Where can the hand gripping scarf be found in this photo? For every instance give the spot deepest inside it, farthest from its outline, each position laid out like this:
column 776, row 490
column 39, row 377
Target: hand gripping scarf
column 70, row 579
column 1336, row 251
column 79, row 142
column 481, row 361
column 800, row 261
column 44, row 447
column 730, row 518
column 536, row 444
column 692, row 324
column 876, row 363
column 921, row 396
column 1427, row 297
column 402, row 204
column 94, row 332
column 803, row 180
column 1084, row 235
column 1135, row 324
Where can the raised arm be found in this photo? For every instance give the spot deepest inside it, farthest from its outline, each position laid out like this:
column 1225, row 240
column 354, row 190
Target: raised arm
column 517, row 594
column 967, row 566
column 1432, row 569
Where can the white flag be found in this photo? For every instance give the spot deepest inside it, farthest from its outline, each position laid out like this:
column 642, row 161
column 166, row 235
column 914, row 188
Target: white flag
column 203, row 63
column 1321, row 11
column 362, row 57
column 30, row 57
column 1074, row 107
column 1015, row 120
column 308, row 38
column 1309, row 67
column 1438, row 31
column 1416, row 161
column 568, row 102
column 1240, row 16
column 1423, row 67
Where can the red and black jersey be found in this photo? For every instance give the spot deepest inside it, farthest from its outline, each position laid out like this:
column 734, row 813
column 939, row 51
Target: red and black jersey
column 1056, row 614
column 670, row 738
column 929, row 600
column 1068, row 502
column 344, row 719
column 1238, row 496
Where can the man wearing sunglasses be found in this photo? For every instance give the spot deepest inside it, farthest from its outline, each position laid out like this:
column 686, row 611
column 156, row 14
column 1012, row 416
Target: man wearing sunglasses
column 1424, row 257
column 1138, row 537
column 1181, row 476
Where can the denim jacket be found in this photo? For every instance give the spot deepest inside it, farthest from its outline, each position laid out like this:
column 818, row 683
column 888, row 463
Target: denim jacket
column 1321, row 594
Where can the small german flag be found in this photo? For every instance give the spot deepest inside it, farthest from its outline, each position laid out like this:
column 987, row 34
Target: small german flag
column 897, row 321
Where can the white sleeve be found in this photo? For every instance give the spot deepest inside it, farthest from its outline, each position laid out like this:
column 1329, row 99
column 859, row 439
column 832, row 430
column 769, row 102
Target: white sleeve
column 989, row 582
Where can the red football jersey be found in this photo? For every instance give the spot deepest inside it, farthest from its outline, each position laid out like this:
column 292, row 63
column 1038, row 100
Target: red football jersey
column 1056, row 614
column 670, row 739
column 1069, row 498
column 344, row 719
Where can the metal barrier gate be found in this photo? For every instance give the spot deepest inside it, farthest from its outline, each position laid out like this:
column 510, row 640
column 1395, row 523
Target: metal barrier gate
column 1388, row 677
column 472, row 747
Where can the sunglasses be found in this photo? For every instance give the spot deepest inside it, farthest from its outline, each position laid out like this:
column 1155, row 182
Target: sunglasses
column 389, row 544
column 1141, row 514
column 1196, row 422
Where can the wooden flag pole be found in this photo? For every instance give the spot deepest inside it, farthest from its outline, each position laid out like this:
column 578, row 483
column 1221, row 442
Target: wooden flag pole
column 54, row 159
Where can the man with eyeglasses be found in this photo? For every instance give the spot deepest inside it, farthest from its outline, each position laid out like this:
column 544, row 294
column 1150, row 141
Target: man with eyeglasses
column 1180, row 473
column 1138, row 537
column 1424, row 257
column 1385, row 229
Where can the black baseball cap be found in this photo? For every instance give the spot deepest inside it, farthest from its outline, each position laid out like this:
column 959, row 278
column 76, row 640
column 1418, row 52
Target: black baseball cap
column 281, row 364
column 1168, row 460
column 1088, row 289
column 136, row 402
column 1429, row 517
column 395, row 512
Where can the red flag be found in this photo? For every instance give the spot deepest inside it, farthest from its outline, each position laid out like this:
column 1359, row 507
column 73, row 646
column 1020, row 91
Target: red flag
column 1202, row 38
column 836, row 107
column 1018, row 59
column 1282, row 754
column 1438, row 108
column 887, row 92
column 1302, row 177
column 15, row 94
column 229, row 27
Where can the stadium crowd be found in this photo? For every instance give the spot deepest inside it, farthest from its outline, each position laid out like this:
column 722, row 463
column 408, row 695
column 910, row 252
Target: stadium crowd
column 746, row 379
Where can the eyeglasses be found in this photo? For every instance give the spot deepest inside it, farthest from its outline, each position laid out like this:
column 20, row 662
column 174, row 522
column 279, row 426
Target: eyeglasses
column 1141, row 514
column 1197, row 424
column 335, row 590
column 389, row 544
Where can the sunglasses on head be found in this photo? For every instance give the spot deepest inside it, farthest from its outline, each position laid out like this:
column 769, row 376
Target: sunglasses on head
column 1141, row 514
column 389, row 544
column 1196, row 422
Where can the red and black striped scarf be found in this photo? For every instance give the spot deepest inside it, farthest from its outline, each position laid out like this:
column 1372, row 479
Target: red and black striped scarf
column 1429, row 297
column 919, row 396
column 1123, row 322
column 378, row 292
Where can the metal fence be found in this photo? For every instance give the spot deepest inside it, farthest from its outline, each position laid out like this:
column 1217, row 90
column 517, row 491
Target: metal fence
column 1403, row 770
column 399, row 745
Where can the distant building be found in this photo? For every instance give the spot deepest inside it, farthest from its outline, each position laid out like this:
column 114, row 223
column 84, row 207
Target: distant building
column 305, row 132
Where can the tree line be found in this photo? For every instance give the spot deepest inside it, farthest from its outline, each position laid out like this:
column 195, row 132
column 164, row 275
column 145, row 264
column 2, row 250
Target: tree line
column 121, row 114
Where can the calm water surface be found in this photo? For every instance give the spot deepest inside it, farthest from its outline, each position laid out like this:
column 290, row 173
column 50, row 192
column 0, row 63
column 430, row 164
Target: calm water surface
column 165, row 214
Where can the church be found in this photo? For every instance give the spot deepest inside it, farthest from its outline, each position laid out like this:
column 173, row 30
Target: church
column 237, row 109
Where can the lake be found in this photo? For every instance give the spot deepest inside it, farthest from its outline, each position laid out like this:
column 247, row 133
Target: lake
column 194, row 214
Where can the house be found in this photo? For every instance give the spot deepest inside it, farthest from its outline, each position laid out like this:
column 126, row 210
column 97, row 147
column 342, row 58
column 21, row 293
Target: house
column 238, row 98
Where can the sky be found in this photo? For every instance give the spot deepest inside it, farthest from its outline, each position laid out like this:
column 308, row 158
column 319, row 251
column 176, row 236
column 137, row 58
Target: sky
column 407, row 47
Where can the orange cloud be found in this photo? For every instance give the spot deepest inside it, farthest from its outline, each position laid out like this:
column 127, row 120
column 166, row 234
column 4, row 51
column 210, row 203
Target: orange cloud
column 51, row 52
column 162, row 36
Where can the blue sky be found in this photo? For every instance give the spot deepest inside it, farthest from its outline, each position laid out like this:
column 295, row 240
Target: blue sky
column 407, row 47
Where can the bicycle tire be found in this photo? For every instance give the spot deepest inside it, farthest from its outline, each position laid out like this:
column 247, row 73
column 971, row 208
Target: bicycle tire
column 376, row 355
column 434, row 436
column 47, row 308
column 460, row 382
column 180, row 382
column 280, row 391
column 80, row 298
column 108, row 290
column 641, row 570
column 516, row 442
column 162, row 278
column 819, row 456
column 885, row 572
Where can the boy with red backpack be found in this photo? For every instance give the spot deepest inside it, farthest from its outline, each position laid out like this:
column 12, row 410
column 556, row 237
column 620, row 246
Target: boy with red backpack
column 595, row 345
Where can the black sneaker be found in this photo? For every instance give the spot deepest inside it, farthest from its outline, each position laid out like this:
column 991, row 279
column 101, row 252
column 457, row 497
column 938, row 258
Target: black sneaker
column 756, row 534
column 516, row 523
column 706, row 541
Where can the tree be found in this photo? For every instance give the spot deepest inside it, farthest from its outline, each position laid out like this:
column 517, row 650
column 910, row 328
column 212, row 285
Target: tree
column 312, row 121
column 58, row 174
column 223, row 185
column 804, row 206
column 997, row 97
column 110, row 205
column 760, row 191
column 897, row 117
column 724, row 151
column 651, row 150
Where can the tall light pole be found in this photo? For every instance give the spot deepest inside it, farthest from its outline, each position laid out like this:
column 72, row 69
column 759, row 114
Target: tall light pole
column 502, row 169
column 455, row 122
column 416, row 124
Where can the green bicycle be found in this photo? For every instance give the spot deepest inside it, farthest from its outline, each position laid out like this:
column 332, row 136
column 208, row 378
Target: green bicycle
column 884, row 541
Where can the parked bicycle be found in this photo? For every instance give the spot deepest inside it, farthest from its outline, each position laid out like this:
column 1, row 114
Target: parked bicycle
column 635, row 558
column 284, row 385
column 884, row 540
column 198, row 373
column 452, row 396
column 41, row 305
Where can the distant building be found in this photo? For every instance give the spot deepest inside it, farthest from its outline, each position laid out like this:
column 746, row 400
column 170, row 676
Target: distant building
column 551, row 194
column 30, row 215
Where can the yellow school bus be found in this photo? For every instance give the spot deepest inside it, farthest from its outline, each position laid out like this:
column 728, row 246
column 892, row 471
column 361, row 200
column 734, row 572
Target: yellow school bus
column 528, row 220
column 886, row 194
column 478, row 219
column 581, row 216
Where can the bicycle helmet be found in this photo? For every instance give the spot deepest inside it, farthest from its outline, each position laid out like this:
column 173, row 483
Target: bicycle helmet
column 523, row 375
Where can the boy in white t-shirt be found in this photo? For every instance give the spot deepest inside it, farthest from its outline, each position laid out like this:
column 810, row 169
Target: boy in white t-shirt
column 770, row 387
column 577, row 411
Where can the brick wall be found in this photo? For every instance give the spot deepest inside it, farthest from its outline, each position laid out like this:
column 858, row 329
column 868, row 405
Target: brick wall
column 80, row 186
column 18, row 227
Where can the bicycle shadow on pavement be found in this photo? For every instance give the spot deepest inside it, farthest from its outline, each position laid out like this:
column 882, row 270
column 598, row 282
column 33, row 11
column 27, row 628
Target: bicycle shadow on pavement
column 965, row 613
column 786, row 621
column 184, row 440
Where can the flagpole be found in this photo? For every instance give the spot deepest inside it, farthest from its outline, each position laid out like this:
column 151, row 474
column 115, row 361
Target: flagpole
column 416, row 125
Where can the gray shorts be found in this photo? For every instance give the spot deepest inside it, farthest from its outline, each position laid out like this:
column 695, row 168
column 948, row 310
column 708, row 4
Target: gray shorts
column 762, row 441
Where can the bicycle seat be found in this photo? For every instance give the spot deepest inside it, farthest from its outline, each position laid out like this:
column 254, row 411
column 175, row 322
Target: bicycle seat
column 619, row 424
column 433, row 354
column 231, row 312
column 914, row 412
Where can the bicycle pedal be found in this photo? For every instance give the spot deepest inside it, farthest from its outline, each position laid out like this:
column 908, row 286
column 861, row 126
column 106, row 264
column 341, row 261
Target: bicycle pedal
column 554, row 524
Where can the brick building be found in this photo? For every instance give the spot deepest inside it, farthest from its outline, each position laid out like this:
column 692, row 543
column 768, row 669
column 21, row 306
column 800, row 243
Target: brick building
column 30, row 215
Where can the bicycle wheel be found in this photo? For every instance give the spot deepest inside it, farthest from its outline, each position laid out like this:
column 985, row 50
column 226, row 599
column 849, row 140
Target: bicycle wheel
====
WORK TO DO: Copy the rows above without any change, beginning with the line that contains "Where can the bicycle tire" and ending after the line that contains "column 884, row 541", with both of those lines included.

RESPONSE:
Where can the bicycle tire be found in this photo? For every instance give the spot deepest inside it, farthest from its outline, each position laid out like this:
column 247, row 73
column 971, row 208
Target: bicycle tire
column 376, row 355
column 434, row 436
column 47, row 308
column 460, row 382
column 180, row 382
column 280, row 391
column 80, row 298
column 108, row 290
column 641, row 570
column 516, row 442
column 162, row 278
column 819, row 456
column 885, row 572
Where can the boy with red backpack be found in this photo? For every instance give the spot deepest inside it, farthest from its outline, each position laid out like this:
column 12, row 410
column 556, row 237
column 620, row 246
Target: boy with red backpack
column 595, row 345
Where can the black sneaker be found in this photo? For every instance give the spot deepest inside it, farthest from its outline, each position laid out like this:
column 991, row 279
column 101, row 252
column 457, row 497
column 938, row 258
Target: black sneaker
column 756, row 534
column 516, row 523
column 706, row 541
Where can the tree be found in this photo? For every instance give the spot deepest inside it, farthest from its outline, each position laid out like this:
column 517, row 650
column 910, row 328
column 212, row 285
Target: tree
column 312, row 121
column 58, row 174
column 223, row 185
column 804, row 206
column 997, row 97
column 110, row 205
column 760, row 191
column 897, row 117
column 724, row 151
column 651, row 150
Where can the tall light pole be found in this photo? For every instance give the spot deepest inside it, farthest from its outline, each position laid out like this:
column 72, row 69
column 759, row 114
Target: tall light pole
column 502, row 169
column 455, row 122
column 416, row 124
Where can the green bicycle be found in this photo? For every instance give the spot deepest inside it, farthest from its outline, each position laid out like this:
column 332, row 136
column 208, row 378
Target: green bicycle
column 884, row 541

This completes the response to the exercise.